■ **Saved entries**
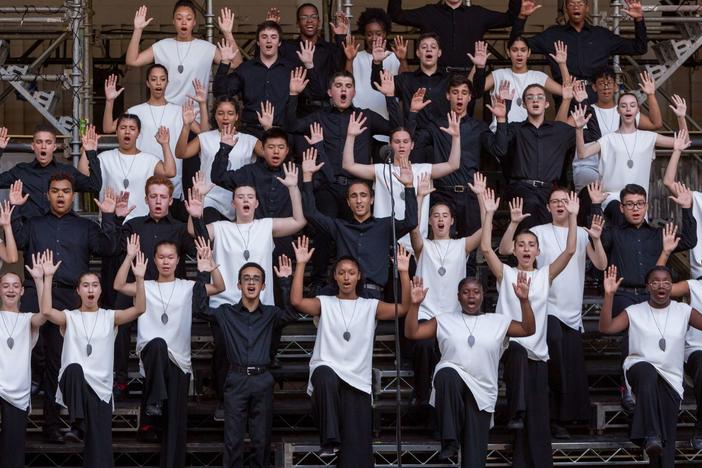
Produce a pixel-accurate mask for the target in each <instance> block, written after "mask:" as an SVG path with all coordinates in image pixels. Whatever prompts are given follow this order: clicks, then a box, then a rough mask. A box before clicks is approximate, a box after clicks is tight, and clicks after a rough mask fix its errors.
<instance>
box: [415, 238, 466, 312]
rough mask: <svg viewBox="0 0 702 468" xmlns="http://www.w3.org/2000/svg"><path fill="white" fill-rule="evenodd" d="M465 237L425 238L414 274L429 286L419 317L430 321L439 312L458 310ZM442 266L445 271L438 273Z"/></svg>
mask: <svg viewBox="0 0 702 468" xmlns="http://www.w3.org/2000/svg"><path fill="white" fill-rule="evenodd" d="M467 259H468V256H467V255H466V239H465V238H461V239H443V240H431V239H424V246H423V247H422V253H420V254H419V259H418V260H417V276H419V277H420V278H422V280H423V281H424V287H425V288H429V290H428V291H427V296H426V297H425V298H424V300H423V301H422V303H421V304H420V306H419V318H420V320H421V319H426V320H429V319H431V318H432V317H435V316H437V315H439V314H444V313H447V312H456V311H459V310H460V305H459V304H458V283H459V282H460V281H461V280H462V279H463V278H465V277H466V260H467ZM442 265H443V267H444V269H445V270H446V273H445V274H444V275H440V274H439V268H441V266H442Z"/></svg>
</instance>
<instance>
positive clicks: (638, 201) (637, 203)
mask: <svg viewBox="0 0 702 468" xmlns="http://www.w3.org/2000/svg"><path fill="white" fill-rule="evenodd" d="M622 205H623V206H624V208H626V209H627V210H633V209H634V208H636V209H638V210H642V209H644V207H645V206H646V202H644V201H638V202H626V203H622Z"/></svg>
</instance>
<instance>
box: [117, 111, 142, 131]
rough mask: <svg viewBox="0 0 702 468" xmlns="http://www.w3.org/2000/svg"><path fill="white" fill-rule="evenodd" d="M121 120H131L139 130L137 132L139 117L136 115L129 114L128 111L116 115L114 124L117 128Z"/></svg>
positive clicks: (140, 128) (121, 120)
mask: <svg viewBox="0 0 702 468" xmlns="http://www.w3.org/2000/svg"><path fill="white" fill-rule="evenodd" d="M123 120H133V121H134V122H135V123H136V124H137V130H139V132H141V119H140V118H139V116H138V115H136V114H130V113H128V112H125V113H123V114H122V115H120V116H119V117H117V122H116V126H117V127H118V128H119V126H120V125H121V124H122V121H123Z"/></svg>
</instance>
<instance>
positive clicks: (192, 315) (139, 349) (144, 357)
mask: <svg viewBox="0 0 702 468" xmlns="http://www.w3.org/2000/svg"><path fill="white" fill-rule="evenodd" d="M195 245H196V247H197V270H198V272H199V274H198V279H197V281H190V280H184V279H179V278H176V277H175V271H176V268H177V266H178V264H179V262H180V258H179V256H178V246H177V245H176V244H174V243H173V242H171V241H167V240H166V241H161V242H159V243H158V244H156V246H155V248H154V256H153V259H154V263H155V264H156V268H157V269H158V279H157V280H155V281H153V280H151V281H144V290H145V294H146V313H144V314H143V315H141V316H140V317H139V320H138V322H137V324H138V327H137V343H136V353H137V356H139V367H140V370H141V374H142V375H143V376H144V377H145V380H144V390H143V393H142V399H141V413H142V424H143V421H144V420H145V419H146V418H144V417H143V416H146V417H147V418H152V420H153V423H154V425H156V426H158V428H159V431H158V432H160V434H161V466H162V467H165V468H177V467H184V466H185V457H186V455H185V448H186V447H185V446H186V442H187V415H188V389H189V385H190V378H191V376H192V366H191V361H190V341H191V333H190V331H191V327H192V317H193V314H197V313H202V312H204V310H205V309H206V308H207V297H208V296H210V295H212V294H217V293H219V292H221V291H223V290H224V280H223V279H222V276H221V275H220V273H219V271H218V270H217V265H216V264H215V263H214V261H213V259H212V251H211V250H210V248H209V244H208V243H207V242H205V241H204V240H202V239H196V240H195ZM140 251H141V249H140V244H139V236H138V235H137V234H132V236H131V237H130V238H129V239H128V240H127V255H126V256H125V257H124V261H123V262H122V265H121V266H120V269H119V271H118V272H117V276H116V277H115V282H114V288H115V289H116V290H117V291H119V292H121V293H122V294H125V295H126V296H130V297H134V296H136V294H137V284H136V283H127V274H128V273H129V267H130V265H131V264H132V262H133V261H134V258H136V256H137V254H138V253H139V252H140ZM209 273H212V280H213V284H208V283H209V278H208V276H209ZM149 422H152V421H149Z"/></svg>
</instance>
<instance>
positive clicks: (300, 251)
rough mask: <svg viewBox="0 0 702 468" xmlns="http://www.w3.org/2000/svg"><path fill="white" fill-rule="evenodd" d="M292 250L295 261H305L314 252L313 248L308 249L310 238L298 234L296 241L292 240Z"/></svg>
mask: <svg viewBox="0 0 702 468" xmlns="http://www.w3.org/2000/svg"><path fill="white" fill-rule="evenodd" d="M292 244H293V250H294V251H295V261H297V263H307V262H309V261H310V259H311V258H312V254H314V249H310V247H309V246H310V240H309V239H308V238H307V236H300V237H298V238H297V242H293V243H292Z"/></svg>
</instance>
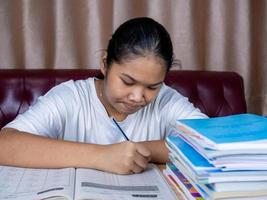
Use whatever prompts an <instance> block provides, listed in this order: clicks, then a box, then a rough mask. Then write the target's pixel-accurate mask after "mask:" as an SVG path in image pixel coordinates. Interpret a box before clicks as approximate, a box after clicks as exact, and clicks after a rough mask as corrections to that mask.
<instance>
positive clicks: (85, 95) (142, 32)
mask: <svg viewBox="0 0 267 200" xmlns="http://www.w3.org/2000/svg"><path fill="white" fill-rule="evenodd" d="M172 64H173V47H172V42H171V39H170V36H169V34H168V32H167V31H166V30H165V28H164V27H163V26H162V25H161V24H159V23H157V22H156V21H154V20H153V19H151V18H145V17H143V18H135V19H131V20H129V21H126V22H125V23H123V24H122V25H121V26H120V27H119V28H118V29H117V30H116V31H115V33H114V34H113V35H112V38H111V39H110V41H109V44H108V47H107V51H106V54H105V55H104V56H103V59H102V60H101V64H100V70H101V72H102V74H103V79H97V78H88V79H87V80H79V81H75V82H74V81H67V82H65V83H62V84H60V85H58V86H56V87H54V88H53V89H52V90H50V91H49V92H48V93H47V94H46V95H44V96H42V97H40V98H39V99H38V101H37V102H36V103H35V104H34V105H33V106H31V107H30V108H29V110H28V111H26V112H25V113H23V114H21V115H19V116H18V117H17V118H16V119H15V120H14V121H12V122H10V123H9V124H7V125H6V126H5V127H4V128H3V129H2V130H1V134H0V146H1V150H0V165H12V166H21V167H38V168H61V167H84V168H94V169H99V170H104V171H109V172H114V173H119V174H129V173H139V172H142V171H143V170H144V169H145V168H146V167H147V164H148V162H157V163H164V162H166V161H168V151H167V148H166V147H165V144H164V138H165V137H166V133H167V132H168V130H169V129H170V127H171V126H170V124H171V123H172V122H174V121H175V120H177V119H180V118H201V117H206V116H205V115H204V114H202V113H201V112H200V111H199V110H198V109H197V108H195V107H194V106H193V105H192V104H191V103H190V102H188V100H187V98H185V97H183V96H182V95H181V94H179V93H178V92H176V91H175V90H174V89H171V88H170V87H168V86H166V85H164V83H163V80H164V78H165V75H166V73H167V72H168V70H169V69H170V67H171V66H172ZM122 132H124V133H125V135H126V137H127V138H129V141H128V140H126V139H125V137H124V135H123V134H122Z"/></svg>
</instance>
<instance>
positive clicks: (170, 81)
mask: <svg viewBox="0 0 267 200" xmlns="http://www.w3.org/2000/svg"><path fill="white" fill-rule="evenodd" d="M98 74H99V70H92V69H71V70H67V69H66V70H65V69H64V70H60V69H58V70H49V69H27V70H15V69H14V70H5V69H1V70H0V128H2V127H3V126H4V125H5V124H6V123H8V122H9V121H11V120H13V119H14V118H15V117H16V116H17V115H18V114H19V113H22V112H24V111H25V110H27V108H28V107H29V106H30V105H31V104H32V103H33V102H34V101H35V100H36V99H37V98H38V96H41V95H43V94H45V93H46V92H47V91H48V90H49V89H50V88H52V87H53V86H55V85H57V84H59V83H61V82H63V81H66V80H69V79H74V80H77V79H86V78H88V77H91V76H96V75H98ZM165 83H166V84H168V85H170V86H171V87H173V88H175V89H176V90H178V91H179V92H180V93H182V94H183V95H185V96H187V97H188V98H189V100H190V101H191V102H192V103H193V104H194V105H195V106H196V107H198V108H199V109H200V110H201V111H202V112H204V113H206V114H207V115H208V116H210V117H215V116H224V115H230V114H238V113H245V112H246V111H247V110H246V101H245V95H244V86H243V79H242V77H241V76H240V75H238V74H237V73H234V72H214V71H170V72H169V73H168V74H167V77H166V80H165Z"/></svg>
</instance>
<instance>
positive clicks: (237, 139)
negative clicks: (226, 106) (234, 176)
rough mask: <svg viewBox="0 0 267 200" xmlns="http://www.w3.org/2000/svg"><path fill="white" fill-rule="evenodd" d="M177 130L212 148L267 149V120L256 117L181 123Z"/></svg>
mask: <svg viewBox="0 0 267 200" xmlns="http://www.w3.org/2000/svg"><path fill="white" fill-rule="evenodd" d="M177 129H178V130H179V132H180V133H181V134H184V135H185V136H186V137H190V138H191V139H195V140H197V141H198V142H200V143H201V144H203V145H204V146H205V145H206V146H205V147H207V148H211V149H224V148H225V149H231V148H232V149H238V148H241V149H242V148H243V149H247V148H248V149H249V148H252V149H253V148H254V149H255V148H257V149H267V118H265V117H263V116H259V115H255V114H239V115H229V116H225V117H215V118H205V119H184V120H178V122H177Z"/></svg>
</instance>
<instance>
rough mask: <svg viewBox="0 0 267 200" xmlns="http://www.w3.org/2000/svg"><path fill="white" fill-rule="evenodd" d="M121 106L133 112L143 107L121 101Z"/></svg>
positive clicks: (139, 105) (140, 105)
mask: <svg viewBox="0 0 267 200" xmlns="http://www.w3.org/2000/svg"><path fill="white" fill-rule="evenodd" d="M123 106H124V108H125V110H126V111H127V112H134V111H137V110H139V109H140V108H141V107H143V105H132V104H128V103H123Z"/></svg>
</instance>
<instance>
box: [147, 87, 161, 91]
mask: <svg viewBox="0 0 267 200" xmlns="http://www.w3.org/2000/svg"><path fill="white" fill-rule="evenodd" d="M147 88H148V89H149V90H156V89H158V88H159V87H147Z"/></svg>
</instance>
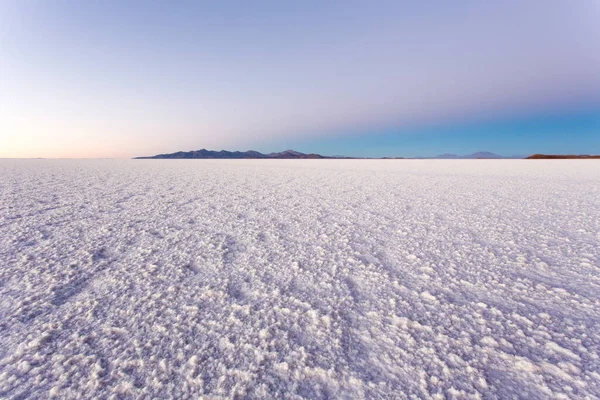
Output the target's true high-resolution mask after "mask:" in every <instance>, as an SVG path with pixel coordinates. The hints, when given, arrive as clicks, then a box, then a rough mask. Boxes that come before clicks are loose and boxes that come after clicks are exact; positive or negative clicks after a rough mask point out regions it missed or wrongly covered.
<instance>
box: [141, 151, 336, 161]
mask: <svg viewBox="0 0 600 400" xmlns="http://www.w3.org/2000/svg"><path fill="white" fill-rule="evenodd" d="M135 158H136V159H174V158H178V159H199V158H204V159H248V158H251V159H306V158H309V159H322V158H336V157H326V156H322V155H320V154H314V153H310V154H305V153H300V152H299V151H294V150H286V151H282V152H279V153H269V154H263V153H260V152H258V151H254V150H248V151H227V150H221V151H213V150H206V149H201V150H192V151H178V152H176V153H170V154H158V155H156V156H148V157H135Z"/></svg>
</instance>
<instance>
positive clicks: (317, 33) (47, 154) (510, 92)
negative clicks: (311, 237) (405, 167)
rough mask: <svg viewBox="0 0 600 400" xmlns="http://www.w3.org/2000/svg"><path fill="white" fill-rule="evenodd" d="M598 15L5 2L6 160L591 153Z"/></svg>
mask: <svg viewBox="0 0 600 400" xmlns="http://www.w3.org/2000/svg"><path fill="white" fill-rule="evenodd" d="M598 21H600V1H598V0H576V1H574V0H503V1H494V2H482V1H475V0H457V1H454V2H439V1H427V0H426V1H420V2H415V1H402V0H395V1H362V2H361V1H351V0H350V1H343V2H342V1H312V0H307V1H301V2H300V1H298V2H286V1H283V2H282V1H260V0H257V1H252V2H248V1H238V2H236V1H226V0H225V1H219V2H202V1H176V2H162V1H110V0H106V1H67V0H62V1H60V0H47V1H16V0H13V1H7V0H0V157H84V158H87V157H115V158H121V157H134V156H141V155H153V154H157V153H169V152H175V151H179V150H184V151H187V150H196V149H200V148H207V149H212V150H220V149H228V150H248V149H255V150H259V151H264V152H269V151H281V150H284V149H287V148H294V149H296V150H299V151H307V152H318V153H321V154H325V155H348V156H366V157H380V156H404V157H415V156H434V155H437V154H441V153H455V154H470V153H472V152H475V151H492V152H495V153H498V154H502V155H528V154H533V153H580V154H590V153H597V154H600V72H599V71H600V23H598Z"/></svg>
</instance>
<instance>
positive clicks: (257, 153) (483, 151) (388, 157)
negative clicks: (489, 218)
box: [135, 149, 580, 160]
mask: <svg viewBox="0 0 600 400" xmlns="http://www.w3.org/2000/svg"><path fill="white" fill-rule="evenodd" d="M536 156H538V155H536ZM536 156H532V157H536ZM548 157H561V156H548ZM563 157H570V158H576V157H580V156H563ZM135 158H136V159H266V160H268V159H360V158H362V157H345V156H322V155H320V154H316V153H308V154H307V153H301V152H299V151H295V150H285V151H281V152H278V153H268V154H264V153H260V152H258V151H255V150H248V151H227V150H221V151H214V150H206V149H200V150H192V151H178V152H176V153H170V154H158V155H155V156H147V157H135ZM402 158H403V157H383V158H382V159H384V160H388V159H402ZM418 158H425V159H427V158H433V159H441V160H470V159H513V158H525V157H523V156H511V157H503V156H499V155H498V154H494V153H490V152H488V151H479V152H477V153H473V154H469V155H464V156H459V155H456V154H449V153H445V154H441V155H439V156H436V157H418ZM530 158H531V157H530ZM536 158H537V157H536Z"/></svg>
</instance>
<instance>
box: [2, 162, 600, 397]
mask: <svg viewBox="0 0 600 400" xmlns="http://www.w3.org/2000/svg"><path fill="white" fill-rule="evenodd" d="M599 299H600V163H598V162H596V161H587V160H585V161H579V160H574V161H562V160H561V161H534V160H531V161H530V160H516V161H488V160H465V161H428V160H414V161H413V160H410V161H408V160H401V161H391V160H390V161H388V160H383V161H375V160H369V161H367V160H348V161H329V160H324V161H323V160H320V161H304V160H302V161H300V160H289V161H288V160H266V161H258V160H240V161H229V160H164V161H163V160H94V161H84V160H60V161H59V160H20V161H19V160H0V397H8V398H13V397H14V398H24V397H34V398H36V397H37V398H47V397H51V396H55V397H57V398H65V399H68V398H82V397H83V398H110V397H111V396H112V397H114V398H197V397H201V396H206V397H209V398H269V397H271V398H292V399H293V398H326V397H329V398H331V397H333V398H359V399H360V398H369V399H372V398H506V397H513V396H514V397H521V398H530V399H531V398H570V399H572V398H586V397H588V398H594V397H598V396H600V355H599V354H600V300H599Z"/></svg>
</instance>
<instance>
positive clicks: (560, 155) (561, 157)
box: [527, 154, 600, 160]
mask: <svg viewBox="0 0 600 400" xmlns="http://www.w3.org/2000/svg"><path fill="white" fill-rule="evenodd" d="M527 159H528V160H564V159H600V156H590V155H587V154H586V155H578V154H534V155H532V156H529V157H527Z"/></svg>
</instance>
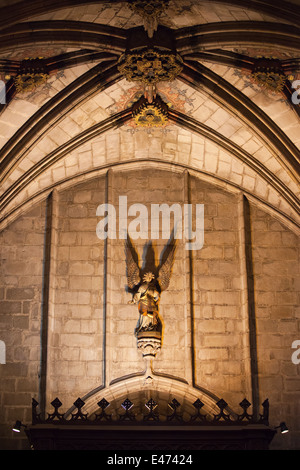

■ **To do**
Please convert the data, starting with its first line and going on through the line with "box: [415, 238, 466, 312]", into a numbered list. Leave out blank lines and pictures.

■ **Answer box**
1. Produce a pixel-accurate mask for the target in each <instance> block, written after "mask:" as an SVG path with all coordinates in image pixels. Whatever prompts are given follow this order: clicks, then a box, then a rough mask. A box before clicks is approximate, a box after clicks is tight, and clicks after a rough mask fix its errors.
2. <instance>
3. box: [415, 238, 466, 312]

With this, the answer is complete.